(Task): Nothing in the data should change when you return it, but leave the pictures out.

++++ Provided entries ++++

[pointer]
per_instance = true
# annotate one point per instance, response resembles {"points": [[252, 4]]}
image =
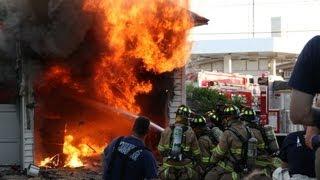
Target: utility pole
{"points": [[253, 18]]}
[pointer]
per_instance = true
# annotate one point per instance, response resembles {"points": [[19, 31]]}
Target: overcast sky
{"points": [[233, 19]]}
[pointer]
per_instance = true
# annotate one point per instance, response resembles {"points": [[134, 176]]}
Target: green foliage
{"points": [[202, 100]]}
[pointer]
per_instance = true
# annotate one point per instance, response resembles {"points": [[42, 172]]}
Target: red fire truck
{"points": [[253, 89]]}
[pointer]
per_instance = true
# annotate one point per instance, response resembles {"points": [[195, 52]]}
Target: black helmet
{"points": [[231, 110], [184, 111], [212, 116], [248, 114], [198, 121]]}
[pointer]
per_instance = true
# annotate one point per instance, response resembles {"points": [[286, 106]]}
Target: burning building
{"points": [[82, 70]]}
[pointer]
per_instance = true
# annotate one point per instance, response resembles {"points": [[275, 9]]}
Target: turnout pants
{"points": [[317, 163], [219, 173], [178, 173]]}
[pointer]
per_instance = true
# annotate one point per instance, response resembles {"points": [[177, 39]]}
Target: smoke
{"points": [[51, 28]]}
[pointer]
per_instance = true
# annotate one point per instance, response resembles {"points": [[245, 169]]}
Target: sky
{"points": [[233, 19]]}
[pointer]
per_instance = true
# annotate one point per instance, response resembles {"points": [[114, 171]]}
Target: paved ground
{"points": [[9, 173]]}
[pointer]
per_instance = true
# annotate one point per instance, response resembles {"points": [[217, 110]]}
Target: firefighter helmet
{"points": [[184, 111], [231, 110], [248, 114], [198, 121], [212, 116]]}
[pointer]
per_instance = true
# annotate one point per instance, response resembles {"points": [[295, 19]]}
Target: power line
{"points": [[261, 32], [257, 3]]}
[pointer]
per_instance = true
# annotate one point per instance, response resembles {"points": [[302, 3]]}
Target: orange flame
{"points": [[137, 36], [153, 32]]}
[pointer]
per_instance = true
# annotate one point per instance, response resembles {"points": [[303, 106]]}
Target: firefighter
{"points": [[219, 113], [235, 153], [266, 149], [179, 148], [206, 145], [213, 128]]}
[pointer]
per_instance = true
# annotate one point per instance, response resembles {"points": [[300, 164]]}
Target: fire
{"points": [[153, 33], [73, 154], [137, 36]]}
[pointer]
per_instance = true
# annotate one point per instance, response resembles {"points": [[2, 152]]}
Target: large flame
{"points": [[137, 36]]}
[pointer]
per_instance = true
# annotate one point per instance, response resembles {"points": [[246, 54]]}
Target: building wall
{"points": [[252, 67]]}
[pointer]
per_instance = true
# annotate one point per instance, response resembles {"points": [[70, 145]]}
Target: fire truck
{"points": [[254, 90]]}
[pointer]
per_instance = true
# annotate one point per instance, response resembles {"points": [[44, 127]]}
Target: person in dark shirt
{"points": [[296, 156], [127, 158], [305, 81]]}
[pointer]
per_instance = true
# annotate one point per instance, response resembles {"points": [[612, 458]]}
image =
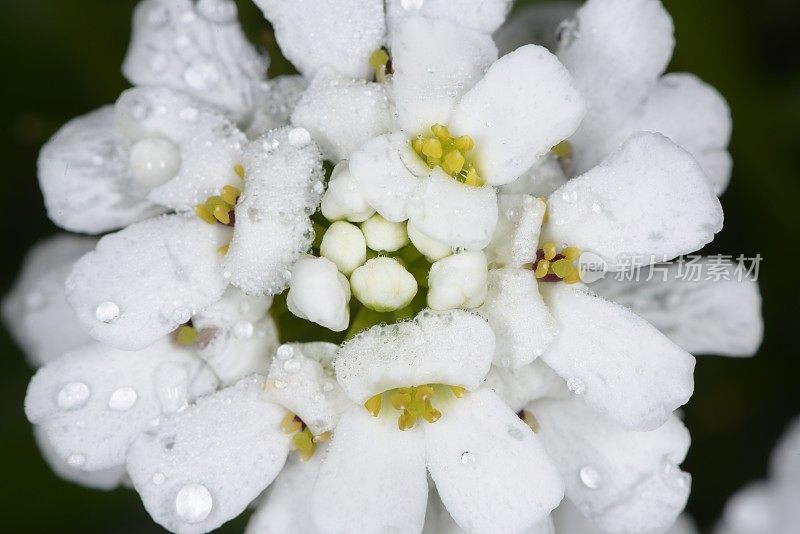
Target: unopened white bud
{"points": [[430, 248], [343, 200], [344, 244], [382, 284], [383, 235], [320, 293], [458, 281]]}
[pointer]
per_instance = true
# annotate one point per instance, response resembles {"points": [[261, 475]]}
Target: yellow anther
{"points": [[373, 405], [542, 268], [549, 250], [230, 194], [571, 253], [441, 131], [458, 391], [432, 148], [455, 162], [186, 335], [291, 424]]}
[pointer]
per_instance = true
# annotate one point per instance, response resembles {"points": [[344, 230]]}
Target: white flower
{"points": [[145, 281], [483, 460]]}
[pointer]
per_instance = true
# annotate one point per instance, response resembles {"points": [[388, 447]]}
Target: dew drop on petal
{"points": [[73, 395], [123, 399], [193, 503]]}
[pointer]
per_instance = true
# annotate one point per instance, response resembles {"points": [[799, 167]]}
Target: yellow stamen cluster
{"points": [[448, 152], [561, 265], [303, 441], [413, 402]]}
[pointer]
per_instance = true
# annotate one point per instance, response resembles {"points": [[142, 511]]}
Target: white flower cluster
{"points": [[423, 200]]}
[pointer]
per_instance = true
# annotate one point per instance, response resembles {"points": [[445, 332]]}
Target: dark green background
{"points": [[61, 58]]}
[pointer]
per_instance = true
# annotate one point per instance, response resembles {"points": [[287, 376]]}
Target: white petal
{"points": [[649, 201], [383, 471], [614, 360], [275, 104], [516, 236], [197, 49], [631, 38], [526, 104], [380, 168], [36, 304], [283, 186], [203, 466], [85, 177], [452, 347], [706, 316], [427, 85], [490, 470], [102, 479], [482, 15], [534, 24], [94, 401], [518, 316], [306, 387], [341, 34], [209, 144], [342, 113], [319, 293], [143, 282], [626, 482], [452, 213]]}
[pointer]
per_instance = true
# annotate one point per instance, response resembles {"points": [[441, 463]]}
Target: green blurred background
{"points": [[62, 58]]}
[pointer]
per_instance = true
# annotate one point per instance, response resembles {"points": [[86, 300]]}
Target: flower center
{"points": [[450, 153], [413, 402], [303, 441], [554, 266]]}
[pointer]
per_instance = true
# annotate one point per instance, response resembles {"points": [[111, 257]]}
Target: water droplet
{"points": [[122, 399], [589, 476], [299, 137], [73, 395], [193, 503], [107, 312]]}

++++

(Full response):
[pointer]
per_instance = true
# annotate one point per instance, response resembles {"points": [[252, 4]]}
image =
Target: utility pole
{"points": [[253, 18]]}
[pointer]
per_instance = true
# annotate one point per instance, response resembles {"points": [[19, 31]]}
Target: overcast sky
{"points": [[233, 19]]}
[pointer]
per_instance = true
# annotate one point per instance, response resembles {"points": [[134, 176]]}
Target: green foliage
{"points": [[202, 100]]}
[pointer]
per_instance = true
# annotate one point per instance, response resembles {"points": [[42, 172]]}
Target: red fire truck
{"points": [[253, 89]]}
[pointer]
per_instance = true
# annotate one point per instance, response resembles {"points": [[195, 52]]}
Target: black helmet
{"points": [[231, 110], [184, 111], [212, 116], [248, 114], [198, 121]]}
[pointer]
per_instance = true
# annotate one point per instance, response resembles {"points": [[286, 106]]}
Target: burning building
{"points": [[82, 70]]}
[pointer]
per_instance = true
# annotate one point per instance, response resembles {"points": [[275, 9]]}
Target: turnout pants
{"points": [[317, 163], [219, 173], [178, 173]]}
[pointer]
per_instance = true
# annotate one point per instance, response resembles {"points": [[177, 39]]}
Target: smoke
{"points": [[51, 28]]}
[pointer]
per_instance = true
# annotate one point per instance, response resembles {"points": [[245, 169]]}
Target: sky
{"points": [[233, 19]]}
[pointer]
per_instance = true
# annotate one point per instance, response resembles {"points": [[114, 171]]}
Target: paved ground
{"points": [[9, 173]]}
[pointer]
per_instance = true
# annotate one point per instance, response resembles {"points": [[217, 110]]}
Target: firefighter helmet
{"points": [[184, 111], [231, 110], [248, 114], [198, 121], [212, 116]]}
[pointer]
per_instance = true
# annotate one point per instance, response resembles {"points": [[295, 19]]}
Target: power line
{"points": [[261, 32], [257, 3]]}
[pointer]
per_instance = true
# annotate one point per instance, response resembles {"points": [[302, 3]]}
Target: orange flame
{"points": [[137, 36], [153, 32]]}
[pointer]
per_instance = true
# annotate one point per instance, response resembles {"points": [[303, 106]]}
Target: firefighter
{"points": [[219, 113], [235, 153], [266, 149], [179, 148], [206, 145], [213, 128]]}
[pointer]
per_instance = true
# annotate one point per instance, response resembles {"points": [[300, 164]]}
Target: fire
{"points": [[153, 33], [73, 154], [137, 36]]}
[pointer]
per_instance = true
# annotate one point per instance, response resembles {"points": [[2, 152]]}
Target: large flame
{"points": [[137, 36]]}
[pointer]
per_instance = true
# annotate one point per instance, response resembles {"points": [[246, 54]]}
Target: building wall
{"points": [[252, 67]]}
[pointer]
per_instance = true
# annotate one point per instance, response resembles {"points": [[70, 145]]}
Target: fire truck
{"points": [[254, 90]]}
[pointer]
per_instance = true
# annotate one point per instance, response resembles {"points": [[44, 127]]}
Target: person in dark shirt
{"points": [[296, 156], [127, 158], [305, 81]]}
[pointer]
per_instance = true
# annotate one point per instance, response resembles {"points": [[612, 458]]}
image =
Target: unopened white bud
{"points": [[430, 248], [343, 200], [344, 244], [382, 284], [383, 235], [320, 293], [458, 281]]}
[pointer]
per_instance = true
# annotate one point per instance, response resembles {"points": [[261, 475]]}
Target: yellow anther
{"points": [[373, 405], [542, 268], [549, 250], [230, 194], [571, 253], [441, 131], [458, 391], [432, 148], [455, 162], [186, 335], [291, 424]]}
[pointer]
per_instance = true
# annotate one point per instance, response resembles {"points": [[344, 230]]}
Target: white flower
{"points": [[145, 281], [483, 460]]}
[pointer]
per_instance = true
# annotate one point per instance, response resembles {"points": [[388, 447]]}
Target: dew drop on petal
{"points": [[73, 395], [123, 399], [193, 503]]}
[pointer]
per_instance = true
# annotate one point per instance, response resembles {"points": [[799, 167]]}
Target: yellow stamen cluster
{"points": [[448, 152], [561, 265], [303, 441], [413, 402]]}
[pointer]
per_instance = true
# annotate one point per instance, response resembles {"points": [[142, 511]]}
Target: white flower cluster
{"points": [[423, 200]]}
[pointer]
per_instance = true
# annotate one point per instance, response resembles {"points": [[445, 332]]}
Target: dark green background
{"points": [[61, 58]]}
[pointer]
per_instance = true
# annotate one point per instance, response resembles {"points": [[287, 376]]}
Target: white petal
{"points": [[649, 201], [383, 471], [614, 360], [275, 104], [516, 236], [197, 49], [631, 38], [526, 104], [380, 168], [36, 304], [283, 186], [203, 466], [85, 177], [452, 347], [706, 316], [427, 85], [490, 470], [102, 479], [482, 15], [534, 24], [94, 401], [518, 316], [306, 387], [341, 34], [209, 144], [342, 113], [319, 293], [143, 282], [626, 482], [452, 213]]}
[pointer]
per_instance = true
# annotate one point per instance, response resembles {"points": [[441, 463]]}
Target: green blurred background
{"points": [[62, 58]]}
[pointer]
per_instance = true
# annotate one point per instance, response resembles {"points": [[86, 300]]}
Target: flower center
{"points": [[450, 153], [413, 402], [303, 441], [554, 266]]}
[pointer]
per_instance = true
# annotate one point per instance, response resembles {"points": [[111, 257]]}
Target: water droplet
{"points": [[122, 399], [589, 476], [299, 137], [73, 395], [193, 503], [107, 312]]}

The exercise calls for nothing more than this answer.